THE INPUT:
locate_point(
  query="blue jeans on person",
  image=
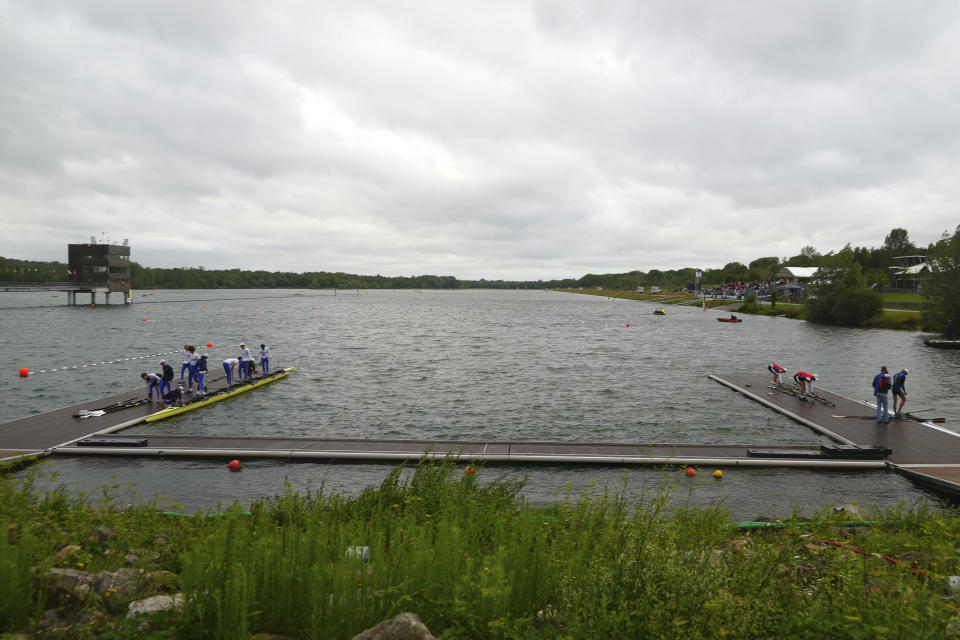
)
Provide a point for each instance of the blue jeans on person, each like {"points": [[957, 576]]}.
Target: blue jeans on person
---
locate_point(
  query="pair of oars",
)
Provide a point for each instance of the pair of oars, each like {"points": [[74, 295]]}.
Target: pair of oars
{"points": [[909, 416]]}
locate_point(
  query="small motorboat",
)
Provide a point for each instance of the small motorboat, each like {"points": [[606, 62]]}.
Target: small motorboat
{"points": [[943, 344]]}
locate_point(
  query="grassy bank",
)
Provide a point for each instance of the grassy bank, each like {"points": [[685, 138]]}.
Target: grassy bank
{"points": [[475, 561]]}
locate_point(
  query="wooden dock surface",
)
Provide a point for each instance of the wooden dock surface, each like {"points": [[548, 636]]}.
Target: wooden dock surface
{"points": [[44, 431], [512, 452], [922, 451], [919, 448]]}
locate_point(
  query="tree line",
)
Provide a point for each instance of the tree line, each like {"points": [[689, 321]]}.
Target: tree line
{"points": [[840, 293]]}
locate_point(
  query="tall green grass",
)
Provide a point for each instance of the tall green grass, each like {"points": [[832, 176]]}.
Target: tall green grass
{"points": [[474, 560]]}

YOUR GOAL: Write down only how many lines in the listing contain the word "like".

RESPONSE BELOW: 7